**Reading text:**
********************

Organizing Your Image Library via Descriptive Tagging to Find Images Lightning Fast

Mar 11 By ThriveTracker

If you’ve been in the marketing game for quite some time, you’ve probably built up a huge image library over time.  As this collection gets bigger and bigger, it becomes very difficult to find the images that you need when you need them.

Personally, I have a very specific system of organizing my own images.  Each unique image is assigned a serial number.  That serial number’s purpose is so I can use it in click-through URL’s and keywords in order to track its performance across multiple campaigns. This way, I can see what images have performed the best across my entire portfolio as well.

In addition to assigning serial numbers to file names, I also utilize the power of descriptive tagging to categorize the images.  For example, if I wanted to find Latin men, I am able to filter out only the images that I have previously tagged as Latin men.  This eliminates so much wasted time in trying to locate the correct folder, if that’s how you’re organizing images currently.

The tool I use to tag and organize my images is Windows Photo Gallery.  I’m sure there are a ton of similar free tools for both Windows and Mac, but I’ve found this to be adequate.  Here’s a video on how I use it:

When tagging images, I have 3 must-have tags.  These are tags that I put on every applicable image because these tags should be universal when it comes to images of people.  Obviously, this doesn’t apply to animals and everything else.

    1. Age.  I have 3 categories that I use to identify age: young, middle age, mature.

********************

**Written problem A:**
Answer these from the post on tagging an image library:
(i) What does the writer give each unique image?
(ii) Which tool does the writer use to tag and organize images?
(iii) What are the three age categories the writer uses?
**Written problem B:** Continue the post on tagging an image library, picking up right after its last line.

**Given entries:**
********************

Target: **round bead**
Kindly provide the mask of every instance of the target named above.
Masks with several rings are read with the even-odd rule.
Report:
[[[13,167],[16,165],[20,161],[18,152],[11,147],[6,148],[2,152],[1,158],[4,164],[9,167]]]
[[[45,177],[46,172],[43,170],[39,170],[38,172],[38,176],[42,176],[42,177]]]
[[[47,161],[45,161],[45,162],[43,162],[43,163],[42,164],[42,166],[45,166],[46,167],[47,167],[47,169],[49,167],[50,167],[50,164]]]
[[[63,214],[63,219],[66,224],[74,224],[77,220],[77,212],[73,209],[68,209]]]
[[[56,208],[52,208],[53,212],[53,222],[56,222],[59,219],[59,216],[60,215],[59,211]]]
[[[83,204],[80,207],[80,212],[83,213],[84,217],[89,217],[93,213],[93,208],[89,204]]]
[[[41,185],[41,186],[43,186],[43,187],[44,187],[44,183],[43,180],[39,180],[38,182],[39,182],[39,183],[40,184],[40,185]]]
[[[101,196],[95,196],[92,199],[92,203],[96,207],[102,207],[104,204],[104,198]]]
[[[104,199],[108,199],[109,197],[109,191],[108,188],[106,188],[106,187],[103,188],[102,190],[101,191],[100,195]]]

********************

**Expected output A:**
(i) A serial number.
(ii) Windows Photo Gallery.
(iii) Young, middle age, and mature.

**Expected output B:**
    1. Gender.  Pretty straightforward: either male or female.
  1. Ethnicity.  It’s important to tag by ethnicity for future campaigns that target specific niches.  Sometimes I input multiple ethnicity tags if the person can pass for multiple ones.

Outside of the 3 must-have tags, it’s always better to include as much of the special attributes of the image as possible.  If the person has tattoos, is a Christian, is a hipster, is muscular, has a uniform, or anything else that you may want to search by, I will include those in the tag.  Just make sure to keep your descriptions consistent and not use “single dad” for one image and “single dads” for another.

You can spend a lot of time thinking of tags for each image.  Don’t burn your time here.  Do the best you can quickly and move on to the next image.  If you already have a huge catalog, it might be worth it to come up with a list of tags you want applied to the images and outsource the tagging on oDesk.

Do you have your own tips and tricks for organizing images and other digital media?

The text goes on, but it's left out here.